Problem statement:
Please repeat, exactly as written, the line containing "Need: a pin" and every line after it through the end of the records below, leaving out any pictures.

Data to process:
• • • • • • •

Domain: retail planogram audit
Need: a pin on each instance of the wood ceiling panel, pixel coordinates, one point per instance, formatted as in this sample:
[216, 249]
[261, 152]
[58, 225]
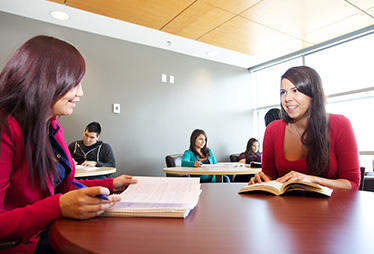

• • • • • • •

Solution to this exercise:
Need: a pin on each instance of the wood ceiling panel, pixel coordinates, one point per instance, formatted as in this sample:
[216, 249]
[261, 152]
[58, 225]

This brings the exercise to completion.